(Предложенный текст):
········
Не думай, что все это – следствие того, что пока мои, вернее, наши планы в Москве, как говорится, выходят боком… Впрочем, я напишу тебе кратенько все по порядку, и тогда тебе станет понятно многое со второго абзаца.

На самолете меня не укачало. Я стала смотреть в окошко, как только он оторвался от земли. Мы летели низко, на бреющем, и было хорошо видно всю землю внизу. Меня как-то поразило, что она – пустая:елки, елки, домики, снежные равнины и – никакой войны сверху не видно, никакого кольца – ни орудий, ни людей, только земля, леса в снегу, поля – пространство безлюдное совершенно, безмолвное. И так жалко мне было эту безмолвную, тихую и каждой пядью своею воюющую, израненную землю, на которой – за елками где-то – затерян полумертвый Ленинград, что проплакала почти до самой Хвойной. Над озером на нас наскочило шесть «мессершмиттов», один пикировал на наш «Дуглас», мы шли на очень большой скорости, а наше сопровождение дралось над нами, мы шли под боем. Я увидела в окошечко, как падал один самолет, как он ткнулся в полянку, между елок, и сразу задымился. Это было как-то очень просто, вовсе не так эффектно, как показывают в кино.
········
(Что требуется):
Продолжите текст о полете на «Дугласе» над заснеженной землей, начав сразу после его последнего предложения.

(Исходные данные):
········
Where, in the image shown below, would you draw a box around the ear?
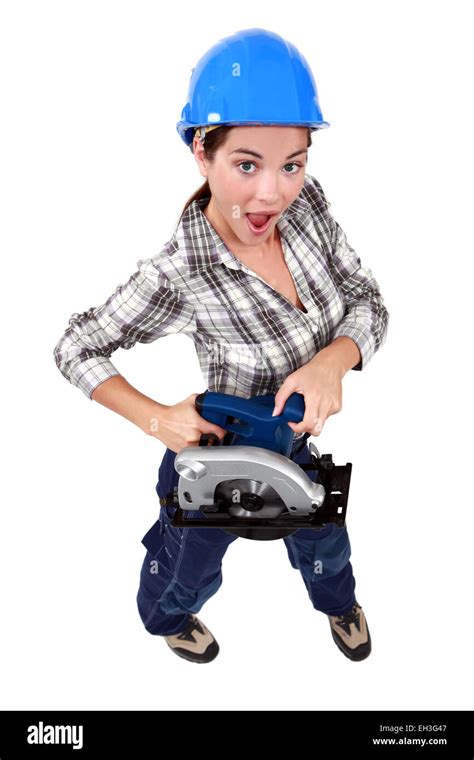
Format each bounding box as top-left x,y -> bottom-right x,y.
193,135 -> 207,178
········
(Ответ к упражнению):
Мы остановились в Хвойной на ночь, в очень чистом домике, где горело электричество, и был самовар, и было очень тепло. Среди пассажиров я встретила свою школьную подругу с сыном, – ее вывозил из Ленинграда ее муж, замначштаба 14-й гвардейской кавалерийской дивизии, сам бывший ленинградец. Он вез также одну пожилую женщину – мать медсестры, которая выходила его от очень тяжелой раны после взятия нами Ростова. Потом, было еще три человека, командированных в Ленинград по разным делам войны.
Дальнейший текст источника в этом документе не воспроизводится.